Tally the lines of the entries below that contain the string "dark", treating case as significant, and give only the number.
####
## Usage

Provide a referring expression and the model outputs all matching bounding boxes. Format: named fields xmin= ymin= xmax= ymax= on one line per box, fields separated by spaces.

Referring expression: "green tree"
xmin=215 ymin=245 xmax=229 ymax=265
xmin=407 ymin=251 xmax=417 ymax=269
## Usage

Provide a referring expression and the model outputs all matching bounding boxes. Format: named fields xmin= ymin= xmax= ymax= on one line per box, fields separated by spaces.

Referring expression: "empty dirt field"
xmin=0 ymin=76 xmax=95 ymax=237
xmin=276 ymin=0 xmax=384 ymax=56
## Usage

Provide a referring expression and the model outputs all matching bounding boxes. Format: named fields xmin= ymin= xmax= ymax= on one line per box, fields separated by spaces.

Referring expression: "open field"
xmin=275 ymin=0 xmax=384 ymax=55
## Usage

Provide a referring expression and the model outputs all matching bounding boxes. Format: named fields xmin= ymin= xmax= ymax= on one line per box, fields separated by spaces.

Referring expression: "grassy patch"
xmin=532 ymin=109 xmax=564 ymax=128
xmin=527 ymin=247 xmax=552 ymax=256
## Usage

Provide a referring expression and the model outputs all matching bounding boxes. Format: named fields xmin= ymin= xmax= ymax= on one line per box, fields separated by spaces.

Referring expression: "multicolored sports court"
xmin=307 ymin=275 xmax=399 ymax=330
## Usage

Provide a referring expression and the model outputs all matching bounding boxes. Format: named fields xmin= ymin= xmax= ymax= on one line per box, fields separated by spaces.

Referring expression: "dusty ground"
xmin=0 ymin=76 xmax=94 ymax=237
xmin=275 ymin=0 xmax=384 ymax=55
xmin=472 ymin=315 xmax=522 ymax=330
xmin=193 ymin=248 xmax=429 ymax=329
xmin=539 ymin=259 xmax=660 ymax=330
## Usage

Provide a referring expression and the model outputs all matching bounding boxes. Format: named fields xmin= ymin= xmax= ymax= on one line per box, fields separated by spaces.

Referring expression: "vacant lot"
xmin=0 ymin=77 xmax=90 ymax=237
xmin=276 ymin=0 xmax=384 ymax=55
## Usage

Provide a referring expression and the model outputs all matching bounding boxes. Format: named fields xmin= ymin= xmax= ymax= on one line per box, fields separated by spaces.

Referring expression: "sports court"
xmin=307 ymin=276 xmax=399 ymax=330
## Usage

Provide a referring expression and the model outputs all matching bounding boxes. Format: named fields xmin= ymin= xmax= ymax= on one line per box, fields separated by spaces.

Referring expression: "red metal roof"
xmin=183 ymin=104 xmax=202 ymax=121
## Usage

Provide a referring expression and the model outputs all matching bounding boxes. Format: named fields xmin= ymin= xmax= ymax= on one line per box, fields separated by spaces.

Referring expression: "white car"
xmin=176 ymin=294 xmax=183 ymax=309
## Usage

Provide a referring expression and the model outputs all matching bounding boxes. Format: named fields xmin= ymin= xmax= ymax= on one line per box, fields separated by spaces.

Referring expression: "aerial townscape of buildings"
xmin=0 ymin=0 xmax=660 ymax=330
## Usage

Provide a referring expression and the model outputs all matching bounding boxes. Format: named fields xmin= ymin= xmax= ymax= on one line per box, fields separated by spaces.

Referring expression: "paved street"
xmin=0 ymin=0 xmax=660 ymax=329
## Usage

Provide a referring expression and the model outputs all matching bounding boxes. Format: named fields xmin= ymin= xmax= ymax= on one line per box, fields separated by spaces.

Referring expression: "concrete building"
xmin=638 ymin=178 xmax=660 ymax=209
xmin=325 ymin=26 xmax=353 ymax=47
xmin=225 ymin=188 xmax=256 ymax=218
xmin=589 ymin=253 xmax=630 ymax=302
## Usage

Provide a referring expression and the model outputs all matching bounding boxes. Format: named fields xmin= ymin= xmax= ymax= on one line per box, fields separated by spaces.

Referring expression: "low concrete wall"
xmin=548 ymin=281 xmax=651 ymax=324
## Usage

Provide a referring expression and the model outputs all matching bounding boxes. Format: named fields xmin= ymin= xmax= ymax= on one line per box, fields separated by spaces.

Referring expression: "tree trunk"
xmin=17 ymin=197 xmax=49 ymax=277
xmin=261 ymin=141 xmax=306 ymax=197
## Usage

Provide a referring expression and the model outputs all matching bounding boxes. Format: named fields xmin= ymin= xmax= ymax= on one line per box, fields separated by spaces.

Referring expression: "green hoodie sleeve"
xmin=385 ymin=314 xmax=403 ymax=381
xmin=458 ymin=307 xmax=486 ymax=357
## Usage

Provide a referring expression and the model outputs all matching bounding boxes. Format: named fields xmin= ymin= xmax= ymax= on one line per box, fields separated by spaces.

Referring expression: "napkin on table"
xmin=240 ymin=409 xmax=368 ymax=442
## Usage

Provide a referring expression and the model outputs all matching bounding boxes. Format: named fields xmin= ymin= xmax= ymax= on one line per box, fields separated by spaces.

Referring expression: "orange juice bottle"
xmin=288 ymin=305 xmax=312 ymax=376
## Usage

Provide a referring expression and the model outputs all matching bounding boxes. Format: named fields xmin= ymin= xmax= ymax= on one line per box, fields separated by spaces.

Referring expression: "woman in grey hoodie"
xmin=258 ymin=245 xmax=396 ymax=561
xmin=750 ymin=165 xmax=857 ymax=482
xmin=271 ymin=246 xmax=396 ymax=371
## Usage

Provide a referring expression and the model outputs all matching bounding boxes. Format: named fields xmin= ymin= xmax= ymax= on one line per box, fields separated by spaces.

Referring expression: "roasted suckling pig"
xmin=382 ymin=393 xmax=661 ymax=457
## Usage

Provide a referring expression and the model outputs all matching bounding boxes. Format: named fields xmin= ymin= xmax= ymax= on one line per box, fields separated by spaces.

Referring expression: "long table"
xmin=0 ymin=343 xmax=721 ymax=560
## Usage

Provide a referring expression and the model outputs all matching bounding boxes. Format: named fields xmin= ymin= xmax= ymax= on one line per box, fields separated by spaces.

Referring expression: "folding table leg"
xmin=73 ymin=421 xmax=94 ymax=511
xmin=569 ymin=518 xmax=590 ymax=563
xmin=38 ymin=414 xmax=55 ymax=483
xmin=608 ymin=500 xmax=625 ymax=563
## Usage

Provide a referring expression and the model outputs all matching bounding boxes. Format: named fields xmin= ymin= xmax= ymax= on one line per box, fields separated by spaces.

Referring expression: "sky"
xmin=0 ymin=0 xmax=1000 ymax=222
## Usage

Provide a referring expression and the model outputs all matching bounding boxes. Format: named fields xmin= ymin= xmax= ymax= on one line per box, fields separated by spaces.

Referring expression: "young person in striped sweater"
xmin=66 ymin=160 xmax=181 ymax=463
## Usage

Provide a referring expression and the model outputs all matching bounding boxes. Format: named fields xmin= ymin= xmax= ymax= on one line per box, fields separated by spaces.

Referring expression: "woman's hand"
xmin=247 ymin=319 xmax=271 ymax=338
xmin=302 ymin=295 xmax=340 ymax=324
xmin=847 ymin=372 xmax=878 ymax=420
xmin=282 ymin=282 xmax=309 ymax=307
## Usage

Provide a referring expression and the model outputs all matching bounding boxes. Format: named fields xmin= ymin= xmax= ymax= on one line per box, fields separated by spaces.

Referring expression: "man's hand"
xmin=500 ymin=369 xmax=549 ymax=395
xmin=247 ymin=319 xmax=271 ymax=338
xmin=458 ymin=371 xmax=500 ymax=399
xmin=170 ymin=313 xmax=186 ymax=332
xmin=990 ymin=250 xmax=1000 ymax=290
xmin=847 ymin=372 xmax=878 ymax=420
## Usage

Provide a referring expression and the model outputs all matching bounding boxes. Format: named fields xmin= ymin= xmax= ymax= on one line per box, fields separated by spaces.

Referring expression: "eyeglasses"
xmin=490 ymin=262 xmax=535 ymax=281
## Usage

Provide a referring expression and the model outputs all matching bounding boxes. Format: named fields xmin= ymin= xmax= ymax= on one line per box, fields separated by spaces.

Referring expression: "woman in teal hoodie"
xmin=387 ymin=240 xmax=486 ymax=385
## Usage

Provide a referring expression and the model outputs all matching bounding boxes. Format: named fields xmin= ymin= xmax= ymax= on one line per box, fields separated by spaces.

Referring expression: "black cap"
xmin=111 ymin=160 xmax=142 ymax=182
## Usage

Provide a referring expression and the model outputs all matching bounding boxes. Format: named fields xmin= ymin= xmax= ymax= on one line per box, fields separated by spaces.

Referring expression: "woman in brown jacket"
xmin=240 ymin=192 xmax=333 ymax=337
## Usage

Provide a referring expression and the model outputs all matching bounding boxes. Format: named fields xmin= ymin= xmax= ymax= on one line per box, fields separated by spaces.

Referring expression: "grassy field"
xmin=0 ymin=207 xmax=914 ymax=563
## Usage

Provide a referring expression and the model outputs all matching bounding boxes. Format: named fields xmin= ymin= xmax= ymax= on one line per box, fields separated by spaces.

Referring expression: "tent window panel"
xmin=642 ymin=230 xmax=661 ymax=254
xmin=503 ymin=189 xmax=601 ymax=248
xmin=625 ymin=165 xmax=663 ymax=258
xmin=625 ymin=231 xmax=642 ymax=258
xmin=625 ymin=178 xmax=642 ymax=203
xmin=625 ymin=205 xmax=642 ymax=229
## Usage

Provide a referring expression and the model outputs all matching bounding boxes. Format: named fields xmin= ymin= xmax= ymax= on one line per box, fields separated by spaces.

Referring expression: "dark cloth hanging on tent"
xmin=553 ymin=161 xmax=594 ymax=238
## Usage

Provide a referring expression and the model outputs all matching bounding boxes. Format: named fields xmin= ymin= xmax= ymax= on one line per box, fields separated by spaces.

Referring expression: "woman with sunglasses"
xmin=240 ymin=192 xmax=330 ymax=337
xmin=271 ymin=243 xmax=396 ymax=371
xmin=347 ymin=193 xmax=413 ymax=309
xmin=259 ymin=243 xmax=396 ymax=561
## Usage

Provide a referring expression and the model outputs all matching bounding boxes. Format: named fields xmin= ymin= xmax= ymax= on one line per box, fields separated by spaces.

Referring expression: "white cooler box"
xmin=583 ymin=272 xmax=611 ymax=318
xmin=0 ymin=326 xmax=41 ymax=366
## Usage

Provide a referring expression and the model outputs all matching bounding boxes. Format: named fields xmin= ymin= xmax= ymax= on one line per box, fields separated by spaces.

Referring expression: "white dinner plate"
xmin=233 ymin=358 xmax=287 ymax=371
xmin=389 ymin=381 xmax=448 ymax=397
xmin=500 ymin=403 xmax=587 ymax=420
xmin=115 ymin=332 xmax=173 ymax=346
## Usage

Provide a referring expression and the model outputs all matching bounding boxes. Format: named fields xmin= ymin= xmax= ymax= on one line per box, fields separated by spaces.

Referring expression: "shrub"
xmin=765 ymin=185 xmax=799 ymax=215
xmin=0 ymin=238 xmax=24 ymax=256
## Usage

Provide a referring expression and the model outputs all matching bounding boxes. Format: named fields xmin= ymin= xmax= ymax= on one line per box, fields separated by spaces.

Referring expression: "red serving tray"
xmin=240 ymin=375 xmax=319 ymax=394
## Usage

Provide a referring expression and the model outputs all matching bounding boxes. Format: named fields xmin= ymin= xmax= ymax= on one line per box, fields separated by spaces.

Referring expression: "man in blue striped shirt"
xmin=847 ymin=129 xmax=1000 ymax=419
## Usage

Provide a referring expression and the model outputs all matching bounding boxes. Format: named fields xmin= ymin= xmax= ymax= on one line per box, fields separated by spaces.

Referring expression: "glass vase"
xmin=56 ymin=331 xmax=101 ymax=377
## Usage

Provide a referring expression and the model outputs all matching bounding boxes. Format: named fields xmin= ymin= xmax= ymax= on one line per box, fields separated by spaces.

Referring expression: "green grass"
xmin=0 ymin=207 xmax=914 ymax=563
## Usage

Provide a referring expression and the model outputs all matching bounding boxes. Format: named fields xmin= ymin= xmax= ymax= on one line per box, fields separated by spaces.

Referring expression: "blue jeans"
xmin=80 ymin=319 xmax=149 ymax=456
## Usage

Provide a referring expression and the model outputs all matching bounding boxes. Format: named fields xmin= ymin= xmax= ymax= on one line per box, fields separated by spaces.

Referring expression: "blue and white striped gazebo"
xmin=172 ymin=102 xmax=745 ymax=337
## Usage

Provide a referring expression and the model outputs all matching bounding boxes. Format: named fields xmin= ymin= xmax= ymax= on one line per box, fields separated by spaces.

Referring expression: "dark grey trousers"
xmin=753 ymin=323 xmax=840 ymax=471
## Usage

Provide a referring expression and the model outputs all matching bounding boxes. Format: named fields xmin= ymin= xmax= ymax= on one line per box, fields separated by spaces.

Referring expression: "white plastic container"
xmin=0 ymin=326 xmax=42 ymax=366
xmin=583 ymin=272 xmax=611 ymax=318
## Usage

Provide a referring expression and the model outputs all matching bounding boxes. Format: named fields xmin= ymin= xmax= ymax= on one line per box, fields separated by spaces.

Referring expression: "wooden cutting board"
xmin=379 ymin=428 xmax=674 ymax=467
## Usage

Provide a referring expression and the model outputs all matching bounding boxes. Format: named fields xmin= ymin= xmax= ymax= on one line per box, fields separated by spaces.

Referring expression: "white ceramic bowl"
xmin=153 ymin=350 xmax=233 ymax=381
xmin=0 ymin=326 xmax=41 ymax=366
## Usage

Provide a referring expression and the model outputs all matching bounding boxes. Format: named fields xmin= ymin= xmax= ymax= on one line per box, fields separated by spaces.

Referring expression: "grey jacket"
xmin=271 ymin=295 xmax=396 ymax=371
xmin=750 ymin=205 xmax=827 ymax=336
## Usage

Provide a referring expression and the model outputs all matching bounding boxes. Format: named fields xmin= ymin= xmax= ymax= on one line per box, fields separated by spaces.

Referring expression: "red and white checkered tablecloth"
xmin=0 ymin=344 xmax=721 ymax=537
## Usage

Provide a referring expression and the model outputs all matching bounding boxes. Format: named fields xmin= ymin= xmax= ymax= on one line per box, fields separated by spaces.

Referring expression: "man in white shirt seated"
####
=== IN RESPONSE ===
2